Task details: Determine how many of the lines below include "instance", then respond with that number and no other text.

★ ★ ★

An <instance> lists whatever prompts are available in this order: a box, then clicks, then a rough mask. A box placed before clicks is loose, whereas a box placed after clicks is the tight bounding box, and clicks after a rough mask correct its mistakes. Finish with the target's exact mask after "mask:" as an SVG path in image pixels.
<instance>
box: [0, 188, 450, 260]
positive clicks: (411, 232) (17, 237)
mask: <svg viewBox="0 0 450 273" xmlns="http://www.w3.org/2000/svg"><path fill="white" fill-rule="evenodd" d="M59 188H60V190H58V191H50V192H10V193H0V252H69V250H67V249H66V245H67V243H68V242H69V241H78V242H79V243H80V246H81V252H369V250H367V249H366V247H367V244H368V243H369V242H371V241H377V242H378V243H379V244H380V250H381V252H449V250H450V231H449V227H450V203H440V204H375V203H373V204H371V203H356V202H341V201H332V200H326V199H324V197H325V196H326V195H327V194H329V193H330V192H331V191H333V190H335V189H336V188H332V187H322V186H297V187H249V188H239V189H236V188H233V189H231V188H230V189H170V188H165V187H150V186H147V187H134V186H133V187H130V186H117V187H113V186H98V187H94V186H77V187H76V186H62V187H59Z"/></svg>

★ ★ ★

Solved exercise: 2